STATED TASK
Return every line of the listing below that contains the string "word". Matching is case-sensitive.

Location identification entries
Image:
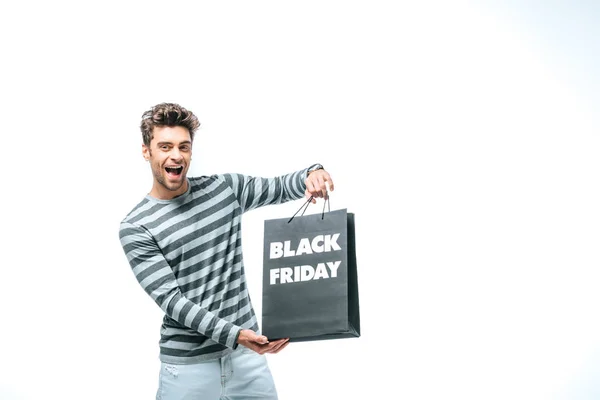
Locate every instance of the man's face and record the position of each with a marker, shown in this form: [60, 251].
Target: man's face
[169, 155]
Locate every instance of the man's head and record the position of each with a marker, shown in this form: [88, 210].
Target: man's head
[168, 131]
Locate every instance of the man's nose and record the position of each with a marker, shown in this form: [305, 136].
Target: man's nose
[176, 155]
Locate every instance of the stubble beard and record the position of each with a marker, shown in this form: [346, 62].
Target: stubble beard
[162, 180]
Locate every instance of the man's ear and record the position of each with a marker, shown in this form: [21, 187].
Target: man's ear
[146, 153]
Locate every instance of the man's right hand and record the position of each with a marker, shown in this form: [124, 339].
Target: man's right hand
[259, 343]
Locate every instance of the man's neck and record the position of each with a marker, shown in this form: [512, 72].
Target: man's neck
[160, 192]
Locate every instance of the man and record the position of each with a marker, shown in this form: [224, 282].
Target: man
[183, 242]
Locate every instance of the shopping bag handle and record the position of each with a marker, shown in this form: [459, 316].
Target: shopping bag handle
[305, 206]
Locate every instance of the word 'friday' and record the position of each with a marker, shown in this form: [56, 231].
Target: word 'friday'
[304, 273]
[319, 244]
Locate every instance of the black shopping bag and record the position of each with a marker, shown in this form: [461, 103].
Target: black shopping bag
[310, 287]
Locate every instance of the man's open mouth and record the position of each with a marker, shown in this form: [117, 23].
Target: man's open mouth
[174, 171]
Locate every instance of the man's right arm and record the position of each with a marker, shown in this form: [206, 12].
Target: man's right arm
[156, 277]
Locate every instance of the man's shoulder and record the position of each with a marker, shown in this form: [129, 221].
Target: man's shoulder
[135, 211]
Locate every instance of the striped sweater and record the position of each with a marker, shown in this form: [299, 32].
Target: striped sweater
[186, 253]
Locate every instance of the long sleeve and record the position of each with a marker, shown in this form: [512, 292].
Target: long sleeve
[156, 277]
[253, 192]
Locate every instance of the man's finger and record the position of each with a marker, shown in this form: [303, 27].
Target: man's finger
[283, 346]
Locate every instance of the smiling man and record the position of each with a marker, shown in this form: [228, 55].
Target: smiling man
[183, 243]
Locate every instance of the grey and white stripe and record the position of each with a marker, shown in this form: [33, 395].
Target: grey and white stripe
[186, 253]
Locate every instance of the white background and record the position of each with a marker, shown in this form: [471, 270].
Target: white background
[464, 137]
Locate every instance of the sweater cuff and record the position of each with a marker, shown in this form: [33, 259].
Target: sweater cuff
[312, 168]
[235, 344]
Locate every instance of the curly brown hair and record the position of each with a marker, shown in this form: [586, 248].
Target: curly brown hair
[167, 114]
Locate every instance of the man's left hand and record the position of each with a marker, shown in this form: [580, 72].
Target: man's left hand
[317, 183]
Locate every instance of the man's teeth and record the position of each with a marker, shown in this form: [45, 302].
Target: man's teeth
[174, 169]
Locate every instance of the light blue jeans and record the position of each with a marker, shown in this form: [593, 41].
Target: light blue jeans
[244, 374]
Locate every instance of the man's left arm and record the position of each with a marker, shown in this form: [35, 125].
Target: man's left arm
[253, 192]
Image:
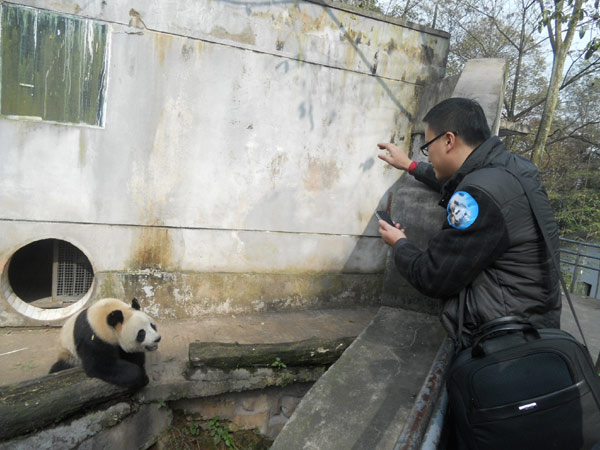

OUTPUT FOR THIS TASK
Locate every instance of the word 'friday' and record the position of each with a marker, shown in this form: [56, 231].
Target: word 'friday'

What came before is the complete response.